-- Task to carry out --
In the entries that follow, which lines hold the string "ceiling"? List them.
[[ Available records, beginning ]]
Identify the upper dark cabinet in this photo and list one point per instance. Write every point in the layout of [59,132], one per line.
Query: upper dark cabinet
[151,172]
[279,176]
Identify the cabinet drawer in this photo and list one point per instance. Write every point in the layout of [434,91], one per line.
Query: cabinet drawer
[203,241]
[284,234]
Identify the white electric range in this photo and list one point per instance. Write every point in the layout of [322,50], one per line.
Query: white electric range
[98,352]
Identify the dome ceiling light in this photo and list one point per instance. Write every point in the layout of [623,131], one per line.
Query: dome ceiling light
[[ Available records, end ]]
[[ Available records, beginning ]]
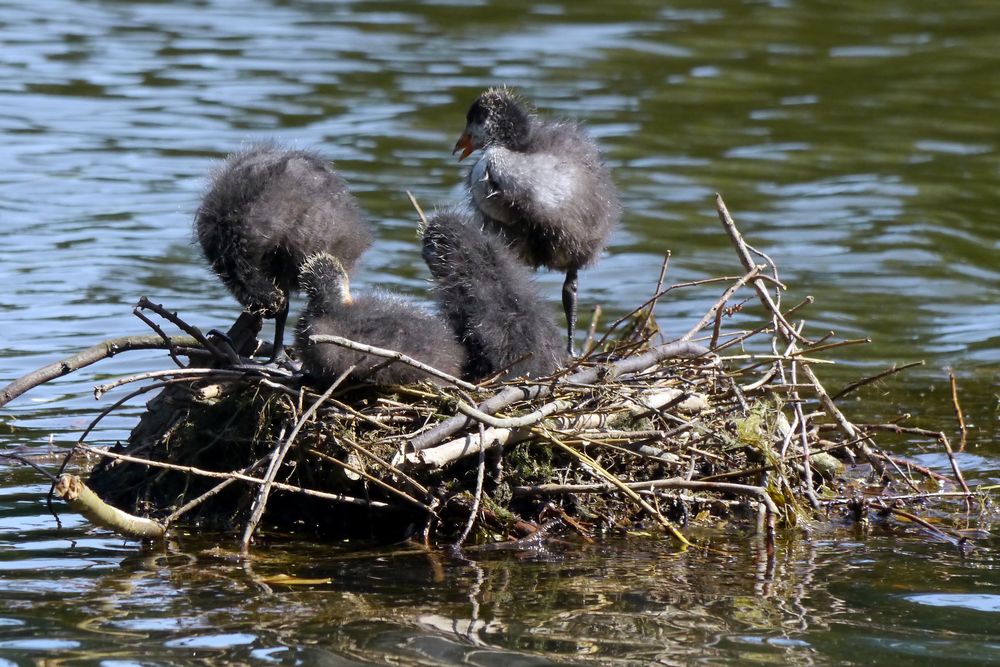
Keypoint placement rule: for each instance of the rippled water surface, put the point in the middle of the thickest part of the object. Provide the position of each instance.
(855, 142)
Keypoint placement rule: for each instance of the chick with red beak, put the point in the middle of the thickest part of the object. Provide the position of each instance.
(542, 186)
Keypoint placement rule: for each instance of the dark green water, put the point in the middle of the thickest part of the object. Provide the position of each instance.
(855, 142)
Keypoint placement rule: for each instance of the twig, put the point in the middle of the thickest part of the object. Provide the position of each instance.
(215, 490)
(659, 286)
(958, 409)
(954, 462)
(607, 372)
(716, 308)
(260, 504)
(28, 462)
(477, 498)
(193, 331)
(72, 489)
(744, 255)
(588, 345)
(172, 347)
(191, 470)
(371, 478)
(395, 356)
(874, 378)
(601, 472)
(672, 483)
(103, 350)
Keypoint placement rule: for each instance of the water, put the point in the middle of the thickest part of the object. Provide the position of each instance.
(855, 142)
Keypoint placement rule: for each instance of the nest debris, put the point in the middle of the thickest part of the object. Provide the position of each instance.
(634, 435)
[[ Available records, end ]]
[[ Available records, beginning ]]
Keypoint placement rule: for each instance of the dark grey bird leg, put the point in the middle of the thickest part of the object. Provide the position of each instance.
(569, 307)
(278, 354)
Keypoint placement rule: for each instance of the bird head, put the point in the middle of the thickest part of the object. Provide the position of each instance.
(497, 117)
[[ Available records, end ]]
-- Output of the task --
Identify the dome ceiling light in this photo and list one point per instance. Write every point in the layout of [623,131], one per line.
Query: dome ceiling light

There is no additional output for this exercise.